◆ AIM
Your copy should begin at the line containing "Expected behaviour: a marker sits on the police car wheel, one" and end at the last line of the records; transcribe those lines exactly and leave out every picture.

Coordinate annotation entries:

* start *

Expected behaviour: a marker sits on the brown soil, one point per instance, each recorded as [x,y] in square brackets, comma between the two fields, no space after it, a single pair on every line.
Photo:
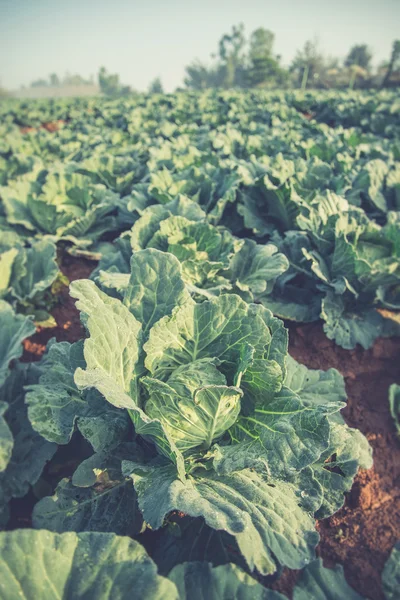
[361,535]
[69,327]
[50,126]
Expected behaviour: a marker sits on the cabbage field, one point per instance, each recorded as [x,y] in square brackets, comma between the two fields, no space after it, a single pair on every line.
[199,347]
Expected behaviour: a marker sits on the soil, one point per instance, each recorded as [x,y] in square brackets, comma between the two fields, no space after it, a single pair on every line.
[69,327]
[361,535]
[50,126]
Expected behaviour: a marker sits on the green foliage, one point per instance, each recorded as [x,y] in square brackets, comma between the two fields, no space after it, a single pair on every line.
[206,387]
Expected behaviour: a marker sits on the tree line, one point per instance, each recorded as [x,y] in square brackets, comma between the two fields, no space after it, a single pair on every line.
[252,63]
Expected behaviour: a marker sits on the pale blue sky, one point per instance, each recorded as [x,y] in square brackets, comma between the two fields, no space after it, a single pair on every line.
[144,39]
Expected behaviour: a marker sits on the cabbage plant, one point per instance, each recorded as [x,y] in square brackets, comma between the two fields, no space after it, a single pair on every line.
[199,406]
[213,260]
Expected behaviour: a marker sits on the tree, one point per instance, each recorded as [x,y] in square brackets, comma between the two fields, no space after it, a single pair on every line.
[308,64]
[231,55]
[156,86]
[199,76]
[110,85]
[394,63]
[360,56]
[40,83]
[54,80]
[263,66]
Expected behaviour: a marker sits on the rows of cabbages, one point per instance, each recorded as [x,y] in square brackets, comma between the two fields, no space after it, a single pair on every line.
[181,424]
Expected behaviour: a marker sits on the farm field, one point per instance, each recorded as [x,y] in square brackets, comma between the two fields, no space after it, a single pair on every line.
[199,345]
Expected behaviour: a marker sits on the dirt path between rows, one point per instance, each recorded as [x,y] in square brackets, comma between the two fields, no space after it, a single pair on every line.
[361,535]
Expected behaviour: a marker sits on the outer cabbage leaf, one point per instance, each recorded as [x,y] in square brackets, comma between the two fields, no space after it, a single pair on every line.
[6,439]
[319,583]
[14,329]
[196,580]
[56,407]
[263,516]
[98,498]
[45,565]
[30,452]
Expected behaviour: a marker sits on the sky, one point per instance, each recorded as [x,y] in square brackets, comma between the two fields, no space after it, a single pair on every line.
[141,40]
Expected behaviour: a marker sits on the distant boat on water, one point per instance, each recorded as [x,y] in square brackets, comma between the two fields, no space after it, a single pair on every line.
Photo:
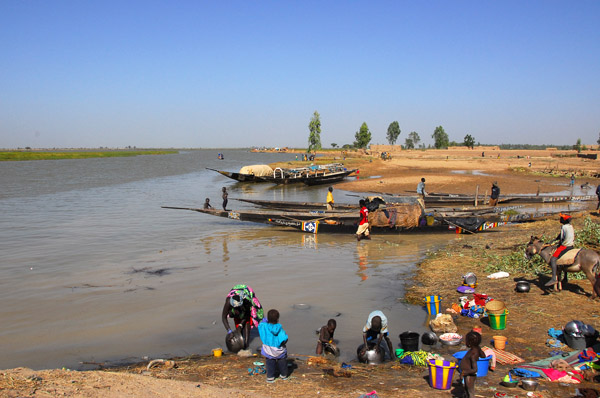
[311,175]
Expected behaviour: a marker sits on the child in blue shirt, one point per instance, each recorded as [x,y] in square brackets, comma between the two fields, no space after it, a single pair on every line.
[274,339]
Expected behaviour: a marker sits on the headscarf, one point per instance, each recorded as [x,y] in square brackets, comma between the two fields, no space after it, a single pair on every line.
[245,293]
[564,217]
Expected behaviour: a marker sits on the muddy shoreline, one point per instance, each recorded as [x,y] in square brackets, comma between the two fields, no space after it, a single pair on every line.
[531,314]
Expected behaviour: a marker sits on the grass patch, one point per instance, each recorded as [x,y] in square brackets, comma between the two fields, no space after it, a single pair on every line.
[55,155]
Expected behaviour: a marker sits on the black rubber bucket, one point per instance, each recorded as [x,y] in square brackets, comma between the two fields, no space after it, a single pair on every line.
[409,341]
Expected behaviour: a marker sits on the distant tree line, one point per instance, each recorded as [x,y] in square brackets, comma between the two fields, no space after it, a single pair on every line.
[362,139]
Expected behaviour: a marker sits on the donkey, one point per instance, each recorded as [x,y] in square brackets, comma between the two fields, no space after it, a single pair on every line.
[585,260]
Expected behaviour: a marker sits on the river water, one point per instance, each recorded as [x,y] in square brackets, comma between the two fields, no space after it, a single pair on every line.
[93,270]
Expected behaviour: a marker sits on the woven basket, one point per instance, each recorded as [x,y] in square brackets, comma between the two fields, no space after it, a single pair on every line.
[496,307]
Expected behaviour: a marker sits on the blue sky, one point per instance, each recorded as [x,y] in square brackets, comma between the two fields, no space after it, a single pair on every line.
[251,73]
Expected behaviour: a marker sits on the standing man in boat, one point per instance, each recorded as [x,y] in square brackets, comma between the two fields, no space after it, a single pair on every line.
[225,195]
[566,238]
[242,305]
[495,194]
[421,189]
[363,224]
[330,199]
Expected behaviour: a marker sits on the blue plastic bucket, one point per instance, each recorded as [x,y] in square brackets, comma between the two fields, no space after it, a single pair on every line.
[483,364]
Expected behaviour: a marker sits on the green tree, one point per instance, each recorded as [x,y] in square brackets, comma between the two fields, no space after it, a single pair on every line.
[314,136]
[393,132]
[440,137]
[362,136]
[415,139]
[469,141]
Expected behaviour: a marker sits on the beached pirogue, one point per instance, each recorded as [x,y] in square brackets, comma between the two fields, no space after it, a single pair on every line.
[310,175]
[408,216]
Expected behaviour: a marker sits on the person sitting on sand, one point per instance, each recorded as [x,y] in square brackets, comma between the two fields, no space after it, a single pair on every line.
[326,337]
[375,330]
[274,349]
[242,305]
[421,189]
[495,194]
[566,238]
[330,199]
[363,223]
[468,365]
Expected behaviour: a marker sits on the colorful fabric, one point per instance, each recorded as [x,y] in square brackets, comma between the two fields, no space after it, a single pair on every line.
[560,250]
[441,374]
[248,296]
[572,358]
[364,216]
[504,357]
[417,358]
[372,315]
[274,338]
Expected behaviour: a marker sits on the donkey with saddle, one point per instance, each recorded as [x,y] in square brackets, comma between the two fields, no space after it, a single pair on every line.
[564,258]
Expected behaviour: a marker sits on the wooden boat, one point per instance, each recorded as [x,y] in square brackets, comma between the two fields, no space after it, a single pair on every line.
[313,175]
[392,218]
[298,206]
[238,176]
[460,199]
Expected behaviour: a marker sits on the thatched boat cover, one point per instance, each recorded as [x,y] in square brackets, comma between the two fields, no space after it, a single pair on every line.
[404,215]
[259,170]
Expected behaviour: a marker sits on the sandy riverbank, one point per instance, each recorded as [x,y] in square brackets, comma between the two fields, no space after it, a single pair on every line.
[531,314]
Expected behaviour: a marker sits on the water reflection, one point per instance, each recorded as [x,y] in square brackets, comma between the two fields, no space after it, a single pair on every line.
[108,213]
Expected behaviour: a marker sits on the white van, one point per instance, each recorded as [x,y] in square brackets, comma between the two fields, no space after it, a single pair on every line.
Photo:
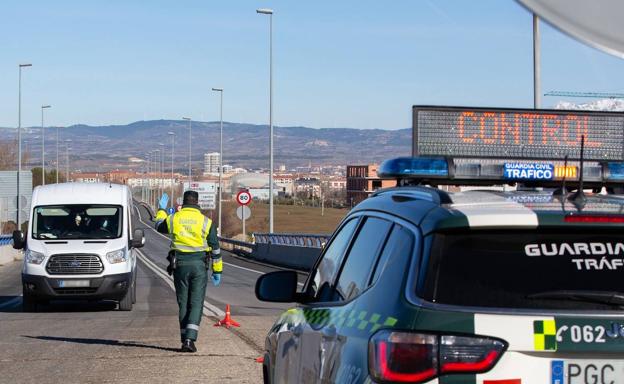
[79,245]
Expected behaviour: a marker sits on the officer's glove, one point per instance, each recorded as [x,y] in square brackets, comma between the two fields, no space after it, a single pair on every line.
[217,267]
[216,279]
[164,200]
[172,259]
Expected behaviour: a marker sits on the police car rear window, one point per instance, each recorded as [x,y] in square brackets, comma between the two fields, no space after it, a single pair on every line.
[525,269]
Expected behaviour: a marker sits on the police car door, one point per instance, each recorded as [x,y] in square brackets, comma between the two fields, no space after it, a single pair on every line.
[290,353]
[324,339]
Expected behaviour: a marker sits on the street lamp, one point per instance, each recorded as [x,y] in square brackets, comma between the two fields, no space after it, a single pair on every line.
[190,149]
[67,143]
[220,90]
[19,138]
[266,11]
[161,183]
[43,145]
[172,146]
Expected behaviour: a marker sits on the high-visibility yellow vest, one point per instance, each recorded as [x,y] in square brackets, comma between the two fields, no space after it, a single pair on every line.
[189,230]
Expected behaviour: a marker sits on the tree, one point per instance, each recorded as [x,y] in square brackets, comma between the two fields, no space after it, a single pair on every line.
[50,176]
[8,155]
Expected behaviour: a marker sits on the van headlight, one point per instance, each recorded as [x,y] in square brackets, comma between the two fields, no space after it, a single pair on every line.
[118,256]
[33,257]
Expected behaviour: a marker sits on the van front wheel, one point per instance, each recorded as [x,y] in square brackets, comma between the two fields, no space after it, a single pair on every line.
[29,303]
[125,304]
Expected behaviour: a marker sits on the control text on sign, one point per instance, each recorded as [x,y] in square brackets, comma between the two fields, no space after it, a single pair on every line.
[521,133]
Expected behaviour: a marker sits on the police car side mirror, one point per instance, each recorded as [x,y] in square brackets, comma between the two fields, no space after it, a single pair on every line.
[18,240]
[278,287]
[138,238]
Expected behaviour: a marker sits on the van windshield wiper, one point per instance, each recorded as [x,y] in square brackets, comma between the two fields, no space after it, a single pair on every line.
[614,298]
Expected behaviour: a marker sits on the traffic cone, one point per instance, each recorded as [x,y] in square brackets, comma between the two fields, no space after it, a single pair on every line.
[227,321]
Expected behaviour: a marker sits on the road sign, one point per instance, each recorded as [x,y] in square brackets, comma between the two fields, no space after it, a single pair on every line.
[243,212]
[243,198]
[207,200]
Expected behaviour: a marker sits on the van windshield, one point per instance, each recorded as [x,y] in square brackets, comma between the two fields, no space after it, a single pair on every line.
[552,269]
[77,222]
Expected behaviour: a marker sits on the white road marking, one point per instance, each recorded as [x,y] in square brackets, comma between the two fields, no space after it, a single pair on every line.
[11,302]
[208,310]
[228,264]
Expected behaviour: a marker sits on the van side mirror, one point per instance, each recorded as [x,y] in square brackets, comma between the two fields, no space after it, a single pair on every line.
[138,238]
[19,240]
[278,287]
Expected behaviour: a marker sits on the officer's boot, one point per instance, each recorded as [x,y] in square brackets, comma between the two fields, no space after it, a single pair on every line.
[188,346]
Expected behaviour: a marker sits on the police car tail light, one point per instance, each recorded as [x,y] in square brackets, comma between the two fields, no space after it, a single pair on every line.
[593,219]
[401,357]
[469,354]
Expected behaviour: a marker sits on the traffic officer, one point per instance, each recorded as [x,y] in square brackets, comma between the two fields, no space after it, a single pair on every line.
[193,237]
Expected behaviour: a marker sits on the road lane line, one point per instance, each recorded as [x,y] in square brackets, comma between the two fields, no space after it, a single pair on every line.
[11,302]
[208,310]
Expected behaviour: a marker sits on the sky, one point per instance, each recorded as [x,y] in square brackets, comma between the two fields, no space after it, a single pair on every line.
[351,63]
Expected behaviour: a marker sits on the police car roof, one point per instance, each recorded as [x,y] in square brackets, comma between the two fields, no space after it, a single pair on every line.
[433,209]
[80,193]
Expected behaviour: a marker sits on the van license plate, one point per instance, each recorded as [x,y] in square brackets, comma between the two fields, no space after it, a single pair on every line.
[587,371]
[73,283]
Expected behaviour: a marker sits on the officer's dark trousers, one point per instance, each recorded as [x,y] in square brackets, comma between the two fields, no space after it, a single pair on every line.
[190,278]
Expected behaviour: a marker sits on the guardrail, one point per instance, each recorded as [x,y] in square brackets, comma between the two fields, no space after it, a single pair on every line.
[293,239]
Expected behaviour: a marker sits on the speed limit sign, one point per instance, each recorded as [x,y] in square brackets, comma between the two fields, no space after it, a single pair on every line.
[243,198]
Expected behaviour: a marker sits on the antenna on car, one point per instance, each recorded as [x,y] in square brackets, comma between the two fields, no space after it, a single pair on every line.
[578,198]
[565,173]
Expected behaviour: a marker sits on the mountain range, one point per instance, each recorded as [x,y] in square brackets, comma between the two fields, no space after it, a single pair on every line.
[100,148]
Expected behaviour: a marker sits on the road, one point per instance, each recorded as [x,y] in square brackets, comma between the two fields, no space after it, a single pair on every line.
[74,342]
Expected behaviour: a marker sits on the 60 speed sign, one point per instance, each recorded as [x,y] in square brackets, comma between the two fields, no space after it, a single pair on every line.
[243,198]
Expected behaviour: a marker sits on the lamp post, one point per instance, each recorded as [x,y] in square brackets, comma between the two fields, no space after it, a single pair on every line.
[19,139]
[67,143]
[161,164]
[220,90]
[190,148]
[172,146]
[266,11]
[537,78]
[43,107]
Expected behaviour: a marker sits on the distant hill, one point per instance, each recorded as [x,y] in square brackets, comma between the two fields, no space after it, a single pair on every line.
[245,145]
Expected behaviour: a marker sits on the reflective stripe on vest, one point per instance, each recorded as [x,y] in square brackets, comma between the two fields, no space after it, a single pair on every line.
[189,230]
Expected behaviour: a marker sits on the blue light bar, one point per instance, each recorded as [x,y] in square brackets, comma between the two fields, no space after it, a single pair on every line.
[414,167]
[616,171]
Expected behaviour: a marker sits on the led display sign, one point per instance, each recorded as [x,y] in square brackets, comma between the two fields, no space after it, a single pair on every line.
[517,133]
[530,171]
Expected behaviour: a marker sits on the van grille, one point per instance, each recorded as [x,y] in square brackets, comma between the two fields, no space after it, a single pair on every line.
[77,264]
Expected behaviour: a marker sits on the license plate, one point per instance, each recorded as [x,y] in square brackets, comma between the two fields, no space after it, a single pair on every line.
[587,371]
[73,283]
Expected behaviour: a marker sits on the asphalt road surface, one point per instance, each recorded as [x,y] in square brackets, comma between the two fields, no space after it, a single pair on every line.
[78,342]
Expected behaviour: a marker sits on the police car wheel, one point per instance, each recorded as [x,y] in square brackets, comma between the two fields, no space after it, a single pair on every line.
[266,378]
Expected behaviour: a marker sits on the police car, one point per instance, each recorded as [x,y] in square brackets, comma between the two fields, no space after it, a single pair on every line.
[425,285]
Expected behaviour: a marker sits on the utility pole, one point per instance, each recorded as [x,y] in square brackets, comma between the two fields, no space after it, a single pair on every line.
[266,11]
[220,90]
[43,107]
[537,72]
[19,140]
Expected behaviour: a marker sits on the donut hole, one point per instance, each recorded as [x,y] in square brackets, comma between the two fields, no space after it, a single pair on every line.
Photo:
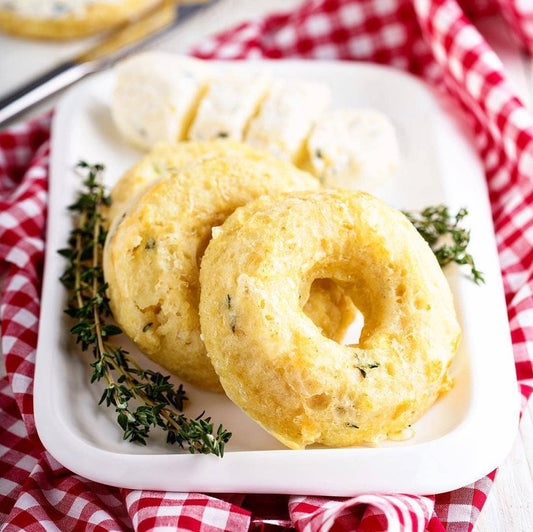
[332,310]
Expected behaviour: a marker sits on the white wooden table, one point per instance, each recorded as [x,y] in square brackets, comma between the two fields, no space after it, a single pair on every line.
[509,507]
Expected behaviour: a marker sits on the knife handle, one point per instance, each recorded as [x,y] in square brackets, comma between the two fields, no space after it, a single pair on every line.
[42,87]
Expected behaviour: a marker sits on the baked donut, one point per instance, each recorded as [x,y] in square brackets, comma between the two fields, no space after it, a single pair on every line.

* end *

◆ OUTPUT FOR THIS EXERCISE
Expected behaviour: a marker sits on the police car wheel, one point per instance, each recorded as [x,y] in square brackets, comma between the two fields, no space after it, a single pair on every line.
[266,378]
Expected behaviour: a marker sits on the police car, one point per instance, each recorded as [x,y] in square brackets, comma between the two fields, no space after it, a single pair on every line.
[425,285]
Expected behaviour: a marker sits on the utility pole, one point per instance, each recorded as [x,y] in square brackets, comma between the two fields, no space after it, a single pair on every line.
[266,11]
[220,90]
[43,107]
[537,72]
[19,140]
Expected behaviour: a marker sits on the donut hole, one point per instance, each recorded as [x,y] in square brackets, comma between the two fields, no space after it, a single pair on every line.
Photo:
[332,310]
Expected behaviour: a marker sits on the white wooden table, one point per instance, each recorded as [x,y] in square brackets, comma between the two fields, no space after it, a single pair on every line.
[509,507]
Expected behaviour: a marker sits on the knife handle, one point per instance, each recorded as [x,y] in square brackets, comma between the two fields, no space after it, a single pair on every line.
[42,87]
Expected behaviour: a marker sits on the baked donut, one point per instance, each recorded as [x,y] in square brackets, comma between the two fields, no space after it, a single pair on every line.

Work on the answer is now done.